▶ _REQUIRED WORK_:
1. In the article on the Myers-Briggs test, what problem did Adam Grant identify with the test? Answer in one to three sentences.
2. Reproduce part of the article on the Myers-Briggs test word for word, starting at the words "Myers-Briggs personalities are" and ending after the words "in social situations.".

▶ _SELECTED PASSAGE_:
- Opening Delimiter -

Myers-Briggs personalities are identified by four-letter acronyms. courtesy Wikimedia Commons

People still value the Myers-Briggs test despite its flaws

Psychologists have largely disproved MBTI typing, but it helps people categorize thems lves in social situations.

The Myers-Brigg Type Indicator originated in the early 1900s and was standardized in the 1960s by Isabel Briggs Myers, daughter of creator Katharine Briggs. It sought to create a way to properly categorize people through a standardized series of personality types. Subjects taking the test answer a series of questions that place them in one of 16 personality types. These types describe the general nature of different people, from extroversion and introversion to “thinking” versus “feeling” orientation.

The study holds little weight in the scientific community, with many psychologists arguing that it is a useless tool for understanding human beings. In 2013, social scientist Adam Grant stated in an article titled “Goodbye to MBTI, the Fad that Won’t Die” that there is a problem with the test in that the results can too easily change based on the different times one takes it.

- Closing Delimiter -

▶ _DATASET CONTENT_:
- Opening Delimiter -

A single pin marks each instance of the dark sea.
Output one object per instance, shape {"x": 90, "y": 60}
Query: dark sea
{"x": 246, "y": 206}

- Closing Delimiter -

▶ _ANSWERS TO THE EXERCISE_:
1. In his 2013 article "Goodbye to MBTI, the Fad that Won't Die," Adam Grant said the test's results can change too easily depending on when a person takes it.

2.
Myers-Briggs personalities are identified by four-letter acronyms. courtesy Wikimedia Commons

People still value the Myers-Briggs test despite its flaws

Psychologists have largely disproved MBTI typing, but it helps people categorize thems lves in social situations.